Short task: Count the lines in the entries below that contain the string "mountain", treating uppercase and lowercase as different, and give only the number.

* * *

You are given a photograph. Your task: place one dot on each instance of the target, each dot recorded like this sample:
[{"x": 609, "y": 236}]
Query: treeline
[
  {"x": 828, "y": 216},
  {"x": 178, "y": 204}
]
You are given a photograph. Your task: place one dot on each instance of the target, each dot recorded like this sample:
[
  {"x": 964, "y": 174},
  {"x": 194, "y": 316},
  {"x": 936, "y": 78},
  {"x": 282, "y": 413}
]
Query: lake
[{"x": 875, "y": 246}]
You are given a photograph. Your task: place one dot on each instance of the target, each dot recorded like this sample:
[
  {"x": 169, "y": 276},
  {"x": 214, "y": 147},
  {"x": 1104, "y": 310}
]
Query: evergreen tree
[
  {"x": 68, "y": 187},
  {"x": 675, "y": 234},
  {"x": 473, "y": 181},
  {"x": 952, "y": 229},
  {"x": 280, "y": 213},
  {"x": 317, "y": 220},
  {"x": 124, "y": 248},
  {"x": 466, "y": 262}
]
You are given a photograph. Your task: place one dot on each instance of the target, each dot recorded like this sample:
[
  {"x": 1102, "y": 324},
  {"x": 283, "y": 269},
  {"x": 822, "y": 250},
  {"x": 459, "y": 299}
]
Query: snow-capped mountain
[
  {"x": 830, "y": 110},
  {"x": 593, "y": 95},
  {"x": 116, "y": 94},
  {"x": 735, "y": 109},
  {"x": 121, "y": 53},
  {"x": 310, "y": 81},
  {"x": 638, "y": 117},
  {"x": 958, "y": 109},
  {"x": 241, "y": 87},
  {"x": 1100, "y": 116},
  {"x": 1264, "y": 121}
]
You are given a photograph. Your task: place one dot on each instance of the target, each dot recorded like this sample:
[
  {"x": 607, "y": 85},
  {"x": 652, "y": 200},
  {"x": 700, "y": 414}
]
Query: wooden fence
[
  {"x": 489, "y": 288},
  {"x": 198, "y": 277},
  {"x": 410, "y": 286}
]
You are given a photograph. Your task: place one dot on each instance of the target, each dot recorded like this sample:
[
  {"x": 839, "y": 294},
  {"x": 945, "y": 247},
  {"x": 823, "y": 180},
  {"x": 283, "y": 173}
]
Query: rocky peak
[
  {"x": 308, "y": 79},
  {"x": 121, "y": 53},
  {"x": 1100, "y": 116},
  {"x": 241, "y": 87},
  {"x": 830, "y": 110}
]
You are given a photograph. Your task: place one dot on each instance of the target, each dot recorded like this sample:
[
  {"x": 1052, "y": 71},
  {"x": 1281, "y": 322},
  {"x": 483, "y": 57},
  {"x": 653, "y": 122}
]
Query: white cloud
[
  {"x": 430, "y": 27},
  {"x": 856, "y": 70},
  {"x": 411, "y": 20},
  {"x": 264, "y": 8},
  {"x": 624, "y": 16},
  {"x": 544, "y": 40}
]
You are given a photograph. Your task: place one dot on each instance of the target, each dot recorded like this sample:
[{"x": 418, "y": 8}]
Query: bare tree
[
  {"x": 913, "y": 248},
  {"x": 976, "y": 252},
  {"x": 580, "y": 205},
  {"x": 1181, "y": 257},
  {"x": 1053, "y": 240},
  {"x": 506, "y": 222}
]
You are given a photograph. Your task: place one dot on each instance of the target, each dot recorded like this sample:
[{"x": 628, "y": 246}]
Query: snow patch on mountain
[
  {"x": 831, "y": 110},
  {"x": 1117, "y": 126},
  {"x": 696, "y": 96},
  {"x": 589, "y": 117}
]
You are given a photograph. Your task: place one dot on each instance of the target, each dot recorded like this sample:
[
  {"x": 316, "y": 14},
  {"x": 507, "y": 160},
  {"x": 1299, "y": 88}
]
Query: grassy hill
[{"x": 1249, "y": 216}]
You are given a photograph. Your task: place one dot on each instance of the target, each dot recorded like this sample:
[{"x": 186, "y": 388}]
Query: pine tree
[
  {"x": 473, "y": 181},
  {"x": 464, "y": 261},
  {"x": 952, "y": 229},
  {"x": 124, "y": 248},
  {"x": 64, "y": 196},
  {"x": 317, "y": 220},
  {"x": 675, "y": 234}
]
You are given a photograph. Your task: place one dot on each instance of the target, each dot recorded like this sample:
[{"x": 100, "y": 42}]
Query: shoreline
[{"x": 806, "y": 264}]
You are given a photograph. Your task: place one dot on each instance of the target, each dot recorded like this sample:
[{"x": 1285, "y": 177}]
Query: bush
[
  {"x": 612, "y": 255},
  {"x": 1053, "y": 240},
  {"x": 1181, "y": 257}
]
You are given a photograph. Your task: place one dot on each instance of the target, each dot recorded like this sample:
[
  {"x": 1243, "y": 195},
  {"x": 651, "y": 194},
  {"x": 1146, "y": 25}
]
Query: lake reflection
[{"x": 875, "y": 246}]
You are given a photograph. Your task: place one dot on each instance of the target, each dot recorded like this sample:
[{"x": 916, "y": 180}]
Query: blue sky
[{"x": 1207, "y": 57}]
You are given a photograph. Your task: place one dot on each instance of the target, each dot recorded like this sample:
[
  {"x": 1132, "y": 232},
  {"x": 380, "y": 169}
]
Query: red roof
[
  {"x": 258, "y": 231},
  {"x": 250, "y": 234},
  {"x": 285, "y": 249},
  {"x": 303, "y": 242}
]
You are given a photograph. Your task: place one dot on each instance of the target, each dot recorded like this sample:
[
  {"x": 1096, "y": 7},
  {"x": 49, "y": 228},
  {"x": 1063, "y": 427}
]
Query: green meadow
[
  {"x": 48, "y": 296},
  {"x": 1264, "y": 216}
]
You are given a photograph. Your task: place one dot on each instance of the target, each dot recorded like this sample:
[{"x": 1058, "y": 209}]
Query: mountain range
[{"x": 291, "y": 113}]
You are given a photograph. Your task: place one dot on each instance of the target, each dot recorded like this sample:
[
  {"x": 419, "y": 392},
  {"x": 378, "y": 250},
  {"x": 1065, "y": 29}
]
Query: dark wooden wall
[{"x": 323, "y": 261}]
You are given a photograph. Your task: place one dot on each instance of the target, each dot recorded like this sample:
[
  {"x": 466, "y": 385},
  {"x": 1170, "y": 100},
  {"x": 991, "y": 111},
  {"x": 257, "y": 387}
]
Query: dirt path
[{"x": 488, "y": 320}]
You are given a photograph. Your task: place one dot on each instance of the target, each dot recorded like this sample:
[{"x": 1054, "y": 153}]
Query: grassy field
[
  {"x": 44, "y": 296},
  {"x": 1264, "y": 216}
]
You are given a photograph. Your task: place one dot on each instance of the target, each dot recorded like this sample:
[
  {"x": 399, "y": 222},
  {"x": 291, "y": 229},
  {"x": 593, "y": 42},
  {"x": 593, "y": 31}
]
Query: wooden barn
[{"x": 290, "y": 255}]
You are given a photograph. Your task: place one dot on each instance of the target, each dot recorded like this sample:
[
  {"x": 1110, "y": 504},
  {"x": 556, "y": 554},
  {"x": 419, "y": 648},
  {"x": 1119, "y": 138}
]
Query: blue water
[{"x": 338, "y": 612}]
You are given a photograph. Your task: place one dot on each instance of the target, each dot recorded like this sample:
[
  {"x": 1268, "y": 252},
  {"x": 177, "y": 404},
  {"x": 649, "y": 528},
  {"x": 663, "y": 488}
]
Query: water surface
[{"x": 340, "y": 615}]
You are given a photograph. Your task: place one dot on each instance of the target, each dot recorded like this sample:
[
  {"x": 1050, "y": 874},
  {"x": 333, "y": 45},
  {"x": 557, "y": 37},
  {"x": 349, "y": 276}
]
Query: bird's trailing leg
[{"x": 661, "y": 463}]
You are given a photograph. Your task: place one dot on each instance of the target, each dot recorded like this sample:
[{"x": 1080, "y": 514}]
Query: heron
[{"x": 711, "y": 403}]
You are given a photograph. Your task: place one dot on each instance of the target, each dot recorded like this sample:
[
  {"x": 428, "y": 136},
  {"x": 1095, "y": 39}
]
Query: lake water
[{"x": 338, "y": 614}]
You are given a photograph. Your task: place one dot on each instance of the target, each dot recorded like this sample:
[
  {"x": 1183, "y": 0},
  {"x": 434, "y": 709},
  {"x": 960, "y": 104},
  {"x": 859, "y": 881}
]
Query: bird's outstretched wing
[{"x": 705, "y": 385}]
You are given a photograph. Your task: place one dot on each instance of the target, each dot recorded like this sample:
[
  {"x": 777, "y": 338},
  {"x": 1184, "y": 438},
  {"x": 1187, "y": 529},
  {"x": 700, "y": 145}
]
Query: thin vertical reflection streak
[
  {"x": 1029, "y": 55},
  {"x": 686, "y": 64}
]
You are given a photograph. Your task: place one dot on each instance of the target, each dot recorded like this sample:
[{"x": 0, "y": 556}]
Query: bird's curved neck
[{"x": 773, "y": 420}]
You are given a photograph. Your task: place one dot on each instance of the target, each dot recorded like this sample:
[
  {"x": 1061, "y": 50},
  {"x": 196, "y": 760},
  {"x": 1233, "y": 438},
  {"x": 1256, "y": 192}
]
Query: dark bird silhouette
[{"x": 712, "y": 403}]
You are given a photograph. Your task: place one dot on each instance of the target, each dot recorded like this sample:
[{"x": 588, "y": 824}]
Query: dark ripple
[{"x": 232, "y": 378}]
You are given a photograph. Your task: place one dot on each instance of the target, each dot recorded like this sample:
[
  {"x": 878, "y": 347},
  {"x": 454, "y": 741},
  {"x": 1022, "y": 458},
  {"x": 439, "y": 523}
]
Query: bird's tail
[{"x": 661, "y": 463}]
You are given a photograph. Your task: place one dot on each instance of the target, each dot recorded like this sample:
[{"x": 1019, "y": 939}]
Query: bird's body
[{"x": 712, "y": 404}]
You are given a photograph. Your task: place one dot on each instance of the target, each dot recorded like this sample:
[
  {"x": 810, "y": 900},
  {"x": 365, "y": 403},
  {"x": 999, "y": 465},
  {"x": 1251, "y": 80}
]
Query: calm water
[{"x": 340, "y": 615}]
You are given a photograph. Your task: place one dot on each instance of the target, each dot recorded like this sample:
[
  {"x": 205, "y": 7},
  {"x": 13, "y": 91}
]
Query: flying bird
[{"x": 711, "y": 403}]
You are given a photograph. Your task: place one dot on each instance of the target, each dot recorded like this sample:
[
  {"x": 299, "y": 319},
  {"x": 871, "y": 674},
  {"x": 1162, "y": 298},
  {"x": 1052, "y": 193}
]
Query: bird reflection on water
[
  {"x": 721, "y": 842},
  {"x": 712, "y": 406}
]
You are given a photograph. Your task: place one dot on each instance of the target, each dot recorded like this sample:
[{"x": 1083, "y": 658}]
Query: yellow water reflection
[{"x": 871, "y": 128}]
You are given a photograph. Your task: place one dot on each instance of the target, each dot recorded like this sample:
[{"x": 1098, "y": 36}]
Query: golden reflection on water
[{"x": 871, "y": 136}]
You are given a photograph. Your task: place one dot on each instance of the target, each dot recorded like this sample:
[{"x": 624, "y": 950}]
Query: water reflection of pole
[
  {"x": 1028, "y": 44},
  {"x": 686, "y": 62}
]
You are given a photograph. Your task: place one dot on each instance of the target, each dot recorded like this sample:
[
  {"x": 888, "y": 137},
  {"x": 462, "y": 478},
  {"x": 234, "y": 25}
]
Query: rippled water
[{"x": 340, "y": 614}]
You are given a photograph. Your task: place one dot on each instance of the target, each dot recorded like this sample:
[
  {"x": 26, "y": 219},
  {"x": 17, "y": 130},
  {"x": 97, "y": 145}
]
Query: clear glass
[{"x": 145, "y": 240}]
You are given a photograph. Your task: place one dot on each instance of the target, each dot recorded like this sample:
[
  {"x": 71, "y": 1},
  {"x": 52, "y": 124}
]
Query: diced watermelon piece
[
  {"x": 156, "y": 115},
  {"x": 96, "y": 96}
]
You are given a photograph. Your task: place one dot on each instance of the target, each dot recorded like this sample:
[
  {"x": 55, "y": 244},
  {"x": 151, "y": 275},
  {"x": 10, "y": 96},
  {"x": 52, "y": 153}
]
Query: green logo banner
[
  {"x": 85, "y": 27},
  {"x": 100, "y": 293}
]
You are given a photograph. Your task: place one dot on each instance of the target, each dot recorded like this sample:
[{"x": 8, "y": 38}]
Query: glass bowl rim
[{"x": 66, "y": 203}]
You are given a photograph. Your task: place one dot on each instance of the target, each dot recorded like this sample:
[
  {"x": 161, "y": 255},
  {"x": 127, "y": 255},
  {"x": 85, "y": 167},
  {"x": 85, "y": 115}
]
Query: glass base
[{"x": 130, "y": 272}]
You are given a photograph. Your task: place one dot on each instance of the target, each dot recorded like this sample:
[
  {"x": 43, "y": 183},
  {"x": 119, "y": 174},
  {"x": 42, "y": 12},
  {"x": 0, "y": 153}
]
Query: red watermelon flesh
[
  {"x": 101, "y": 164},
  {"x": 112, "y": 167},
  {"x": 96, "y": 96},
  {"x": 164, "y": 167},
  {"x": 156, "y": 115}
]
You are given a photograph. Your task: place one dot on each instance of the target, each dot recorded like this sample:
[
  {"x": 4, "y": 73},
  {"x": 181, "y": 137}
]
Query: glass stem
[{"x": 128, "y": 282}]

* * *

Solution to the exercise: 3